▸ **What you are asked to do**
Extract every one of the records below verbatim, reproducing each line without any change.

>> Begin Information provided

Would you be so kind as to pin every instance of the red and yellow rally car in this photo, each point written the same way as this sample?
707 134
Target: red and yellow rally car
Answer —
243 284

>> End Information provided

▸ **Answer to the problem**
Would you be so kind as to pin every instance of the red and yellow rally car in this photo, each point written the same way as this sample?
707 134
Target: red and yellow rally car
Answer —
243 284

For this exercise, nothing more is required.